START SOURCE DOCUMENT

Although these models improve the performance of ELM to a certain degree, there still exists great development space for the stability and the learning speed of ELM. We firstly analyze the critical factor influencing the stability of ELM.

As rigorously proven by Huang et al. [1], input weights and hidden layer bias of SLFNs can be randomly chosen without tuning, and then the hidden layer output matrix H of SLFNs can remain unchanged in the whole learning process. Thus, training a SLFN is equivalent to finding the minimal Euclidean norm solution β of the linear system $H β = T$ [1]: $β = H^{†} T such that β = \underset{β}{\arg \min} ∥ H β - T ∥_{2}$ where β denotes the output weight matrix of the trained ELM, $H^{†}$ denotes the Moore–Penrose generalized inverse of the hidden layer output matrix H, T denotes the target vector. The detailed specification of these variables is given in [1].

END SOURCE DOCUMENT
START EXERCISE DATA

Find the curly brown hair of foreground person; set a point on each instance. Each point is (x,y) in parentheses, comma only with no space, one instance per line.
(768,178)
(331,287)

END EXERCISE DATA
START EXERCISE DATA

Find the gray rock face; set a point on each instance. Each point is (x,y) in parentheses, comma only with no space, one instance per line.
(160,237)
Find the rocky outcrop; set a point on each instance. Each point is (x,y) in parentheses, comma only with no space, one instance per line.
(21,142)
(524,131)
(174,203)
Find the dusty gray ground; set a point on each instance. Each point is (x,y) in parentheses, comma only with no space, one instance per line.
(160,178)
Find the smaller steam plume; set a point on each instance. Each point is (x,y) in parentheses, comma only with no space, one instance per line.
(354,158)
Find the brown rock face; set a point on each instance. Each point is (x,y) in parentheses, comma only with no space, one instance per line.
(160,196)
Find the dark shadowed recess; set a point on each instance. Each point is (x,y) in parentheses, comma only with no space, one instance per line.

END EXERCISE DATA

### USING THE INFORMATION
1. Translate this sentence from the ELM passage into Spanish: "We firstly analyze the critical factor influencing the stability of ELM."
2. Extend the ELM passage with one more paragraph that picks up after its last sentence.
The rows are standalone material, unrelated to the ELM passage.

### ANSWERS TO THE EXERCISE
1. Primero analizamos el factor crítico que influye en la estabilidad de ELM.

2.
ELM computes the Moore–Penrose generalized inverse $H^{†}$ in Eq. (1) based on the singular value decomposition (SVD) of H [17]. The SVD of $H \in R^{N \times n}, N ⩾ n$ , is given by $H = U Σ V^{T} = \sum_{i = 1}^{n} u_{i} σ_{i} v_{i}^{T}$ where $U = (u_{1}, \dots, u_{n})$ , $V = (v_{1}, \dots, v_{n})$ , $Σ = diag (σ_{1}, \dots, σ_{n})$ , $σ_{i} \in Σ, i = 1, \dots, n$ are singular values of H with the order $σ_{1} ⩾ \dots ⩾ σ_{n} ⩾ 0$ , and the rank r of H equals the number of strictly positive singular values, i.e. $σ_{r} > σ_{r + 1} = \dots = σ_{n} = 0$ .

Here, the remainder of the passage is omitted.